▸ Work item: Would you retype each of the records exactly as shown?

Data records

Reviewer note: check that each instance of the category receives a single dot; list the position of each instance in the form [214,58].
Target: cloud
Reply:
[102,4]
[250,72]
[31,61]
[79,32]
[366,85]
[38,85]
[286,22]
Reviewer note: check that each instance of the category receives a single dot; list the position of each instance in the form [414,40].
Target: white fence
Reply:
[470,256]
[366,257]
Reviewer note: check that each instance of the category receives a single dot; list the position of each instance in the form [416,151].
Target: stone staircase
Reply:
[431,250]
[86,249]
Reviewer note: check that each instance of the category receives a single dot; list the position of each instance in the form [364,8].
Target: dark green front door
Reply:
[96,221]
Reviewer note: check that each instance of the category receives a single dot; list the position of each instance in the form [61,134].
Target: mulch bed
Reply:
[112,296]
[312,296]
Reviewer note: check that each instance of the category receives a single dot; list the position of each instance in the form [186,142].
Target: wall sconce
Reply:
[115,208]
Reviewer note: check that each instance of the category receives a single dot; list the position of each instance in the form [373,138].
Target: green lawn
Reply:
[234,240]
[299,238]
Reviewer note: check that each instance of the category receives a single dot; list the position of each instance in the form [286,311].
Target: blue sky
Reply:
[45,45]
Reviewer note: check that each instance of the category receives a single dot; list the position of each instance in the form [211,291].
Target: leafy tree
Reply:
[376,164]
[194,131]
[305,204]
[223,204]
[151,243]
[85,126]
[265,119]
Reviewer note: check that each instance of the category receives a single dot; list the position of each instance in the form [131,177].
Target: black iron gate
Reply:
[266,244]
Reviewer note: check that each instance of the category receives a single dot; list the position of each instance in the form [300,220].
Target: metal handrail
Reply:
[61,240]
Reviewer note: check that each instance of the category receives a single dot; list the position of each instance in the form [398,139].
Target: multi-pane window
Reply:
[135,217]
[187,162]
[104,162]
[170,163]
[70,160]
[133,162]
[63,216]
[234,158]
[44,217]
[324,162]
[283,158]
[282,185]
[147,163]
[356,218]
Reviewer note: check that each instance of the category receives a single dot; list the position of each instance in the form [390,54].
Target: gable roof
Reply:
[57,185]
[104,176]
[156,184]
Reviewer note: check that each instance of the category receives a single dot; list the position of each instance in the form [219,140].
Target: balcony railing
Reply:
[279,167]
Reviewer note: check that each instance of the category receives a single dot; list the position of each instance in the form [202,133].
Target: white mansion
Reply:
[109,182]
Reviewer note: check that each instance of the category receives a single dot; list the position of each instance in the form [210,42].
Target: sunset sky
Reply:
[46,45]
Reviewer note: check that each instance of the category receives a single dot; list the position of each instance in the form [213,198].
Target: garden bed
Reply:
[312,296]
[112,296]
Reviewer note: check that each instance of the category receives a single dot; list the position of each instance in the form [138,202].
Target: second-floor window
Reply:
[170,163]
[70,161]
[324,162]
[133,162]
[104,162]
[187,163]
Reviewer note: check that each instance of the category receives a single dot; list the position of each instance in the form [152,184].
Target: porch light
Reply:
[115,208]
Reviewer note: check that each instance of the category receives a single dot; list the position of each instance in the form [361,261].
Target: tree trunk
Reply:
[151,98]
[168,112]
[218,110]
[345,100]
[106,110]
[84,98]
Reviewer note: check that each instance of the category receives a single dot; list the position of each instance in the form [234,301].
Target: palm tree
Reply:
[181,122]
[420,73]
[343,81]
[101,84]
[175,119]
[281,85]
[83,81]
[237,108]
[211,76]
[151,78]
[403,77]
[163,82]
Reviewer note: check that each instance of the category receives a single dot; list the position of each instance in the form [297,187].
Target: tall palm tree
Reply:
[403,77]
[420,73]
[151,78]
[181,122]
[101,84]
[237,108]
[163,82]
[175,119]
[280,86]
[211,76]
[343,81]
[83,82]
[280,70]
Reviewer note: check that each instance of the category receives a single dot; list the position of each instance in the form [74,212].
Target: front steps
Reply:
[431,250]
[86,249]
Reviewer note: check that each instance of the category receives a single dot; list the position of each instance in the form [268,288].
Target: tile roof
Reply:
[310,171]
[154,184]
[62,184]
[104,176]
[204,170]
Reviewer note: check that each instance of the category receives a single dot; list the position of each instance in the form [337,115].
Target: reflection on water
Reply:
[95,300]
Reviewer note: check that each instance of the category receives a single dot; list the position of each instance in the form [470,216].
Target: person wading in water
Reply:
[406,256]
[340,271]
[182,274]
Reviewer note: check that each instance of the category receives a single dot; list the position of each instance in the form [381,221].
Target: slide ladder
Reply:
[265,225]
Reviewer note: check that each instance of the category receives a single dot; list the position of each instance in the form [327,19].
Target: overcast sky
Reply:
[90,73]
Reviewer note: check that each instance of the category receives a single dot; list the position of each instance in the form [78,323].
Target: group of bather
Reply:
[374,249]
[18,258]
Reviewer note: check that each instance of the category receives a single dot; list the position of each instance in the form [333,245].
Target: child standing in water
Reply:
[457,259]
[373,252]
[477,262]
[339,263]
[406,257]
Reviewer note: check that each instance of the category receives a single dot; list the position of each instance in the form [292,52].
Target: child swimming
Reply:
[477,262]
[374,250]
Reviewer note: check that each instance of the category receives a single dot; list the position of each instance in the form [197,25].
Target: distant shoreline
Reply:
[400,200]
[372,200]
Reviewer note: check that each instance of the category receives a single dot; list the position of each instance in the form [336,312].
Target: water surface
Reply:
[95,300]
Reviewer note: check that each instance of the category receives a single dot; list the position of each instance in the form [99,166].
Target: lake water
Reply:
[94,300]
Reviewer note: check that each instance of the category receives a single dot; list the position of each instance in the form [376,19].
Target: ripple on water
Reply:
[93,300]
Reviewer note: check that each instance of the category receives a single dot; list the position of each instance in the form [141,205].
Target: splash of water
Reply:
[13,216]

▸ Exercise solution:
Reviewer note: check that each instance of the category receives a single dot; list the position of each instance in the form [214,58].
Target: cloud
Reply:
[102,4]
[250,72]
[31,61]
[79,32]
[366,85]
[38,85]
[286,22]
Reviewer note: check that each instance of the category receives a single dot; list the position of each instance in the form [414,40].
Target: white fence
Reply:
[470,256]
[366,257]
Reviewer note: check that each instance of the category receives a single dot; list the position of each instance in the form [416,151].
Target: stone staircase
Reply:
[431,250]
[86,249]
Reviewer note: check that each instance of the category receives a single dot; list the position of each instance in the form [364,8].
Target: dark green front door
Reply:
[96,221]
Reviewer note: check that each instance of the category receives a single dot; list the position of each instance in the form [61,134].
Target: mulch bed
Reply:
[112,296]
[312,296]
Reviewer note: check that each instance of the category receives a single dot; list the position of each instance in the form [186,142].
Target: wall sconce
Reply:
[115,208]
Reviewer note: check that each instance of the category receives a single dot; list the position of each instance in the form [373,138].
Target: green lawn
Reply:
[234,240]
[299,238]
Reviewer note: check that each instance of the category receives a single dot; list the position of each instance in the form [286,311].
Target: blue sky
Reply:
[45,45]
Reviewer note: check that each instance of the category receives a single dot; list the position of each instance in the form [211,291].
Target: leafy tree
Reply:
[376,164]
[194,131]
[305,204]
[223,204]
[151,243]
[85,126]
[265,119]
Reviewer note: check that each instance of the category receives a single dot; list the position of each instance in the form [131,177].
Target: black iron gate
Reply:
[266,244]
Reviewer note: check that each instance of the category receives a single dot; list the position of each instance in the form [300,220].
Target: metal handrail
Reply:
[61,240]
Reviewer note: check that each instance of the category receives a single dot; list the position of each instance in the form [398,139].
Target: multi-pane window
Reply:
[135,217]
[187,162]
[104,162]
[170,163]
[70,160]
[133,162]
[63,216]
[234,158]
[44,217]
[324,162]
[283,158]
[282,185]
[147,163]
[356,218]
Reviewer note: check that each instance of the category receives a single dot; list the position of each instance in the form [390,54].
Target: gable roof
Reply:
[57,185]
[104,176]
[156,184]
Reviewer note: check that each instance of the category receives a single dot; list the position of each instance in the form [219,140].
Target: balcony railing
Reply:
[279,167]
Reviewer note: check that each instance of the category receives a single dot; list the position of each instance in the form [202,133].
Target: white mansion
Reply:
[109,182]
Reviewer note: check that each instance of the category receives a single dot; list the position of each instance in the form [210,42].
Target: sunset sky
Reply:
[46,45]
Reviewer note: check that each instance of the category receives a single dot; list the position of each instance in the form [213,198].
Target: garden bed
Reply:
[312,296]
[112,296]
Reviewer note: check that each instance of the category receives a single dot; list the position of each instance in the form [138,202].
Target: second-floor window
Reply:
[170,163]
[70,161]
[324,162]
[133,162]
[104,162]
[187,163]
Reviewer note: check that each instance of the category receives a single dot; list the position of each instance in the form [152,184].
Target: porch light
Reply:
[115,208]
Reviewer note: check that each instance of the category receives a single dot; list the position of each instance in the form [361,261].
Target: tree trunk
Reply:
[151,98]
[168,112]
[218,110]
[345,100]
[106,110]
[84,98]
Reviewer note: check that each instance of the category receives a single dot; list the position of each instance in the form [234,301].
Target: palm tree
Reply:
[181,122]
[420,73]
[343,81]
[101,84]
[175,119]
[281,85]
[83,81]
[237,108]
[211,76]
[151,78]
[403,77]
[163,82]
Reviewer note: check that each instance of the category receives a single dot; list the position of each instance in the form [297,187].
Target: tall palm tree
Reply:
[403,77]
[420,73]
[151,78]
[181,122]
[101,84]
[237,108]
[163,82]
[175,119]
[280,86]
[211,76]
[343,81]
[83,82]
[280,70]
Reviewer note: check that each instance of the category receives a single dot; list the position of each instance in the form [74,212].
Target: front steps
Reply:
[431,250]
[86,249]
Reviewer note: check that each instance of the category receives a single dot; list the position of each instance in the form [268,288].
Target: tile roof
Reply:
[310,171]
[154,184]
[62,184]
[104,176]
[204,170]
Reviewer note: check that each instance of the category receives a single dot; list the position of each instance in the form [337,115].
Target: reflection on water
Reply:
[95,300]
Reviewer note: check that each instance of the category receives a single dot; list the position of each instance in the form [470,216].
Target: person wading in water
Reply:
[406,256]
[340,271]
[182,274]
Reviewer note: check that each instance of the category receives a single dot; list the position of each instance in the form [381,221].
Target: slide ladder
Reply:
[265,225]
Reviewer note: check that each instance of the category receives a single dot; list the position of each instance in the form [327,19].
Target: overcast sky
Reply:
[90,73]
Reviewer note: check that each instance of the category receives a single dot; list the position of each instance in the form [78,323].
Target: group of bather
Reply:
[374,249]
[18,258]
Reviewer note: check that each instance of the category receives a single dot; list the position of each instance in the form [333,245].
Target: child standing in water
Reply:
[457,259]
[373,252]
[477,262]
[339,263]
[406,257]
Reviewer note: check that each instance of the category receives a single dot; list the position of each instance in the form [292,52].
Target: child swimming
Reply:
[477,262]
[374,250]
Reviewer note: check that each instance of the category receives a single dot; list the position of each instance in the form [197,25].
Target: distant shoreline
Reply:
[400,200]
[372,200]
Reviewer note: check that each instance of the category receives a single dot; list the position of each instance in the form [336,312].
Target: water surface
Reply:
[95,300]
Reviewer note: check that each instance of the category receives a single dot; list the position of each instance in the form [99,166].
Target: lake water
Reply:
[94,300]
Reviewer note: check that each instance of the category receives a single dot; list the position of each instance in the form [376,19].
Target: ripple on water
Reply:
[93,300]
Reviewer note: check that each instance of the category receives a single dot; list the position of each instance in the form [141,205].
Target: splash of water
Reply:
[13,216]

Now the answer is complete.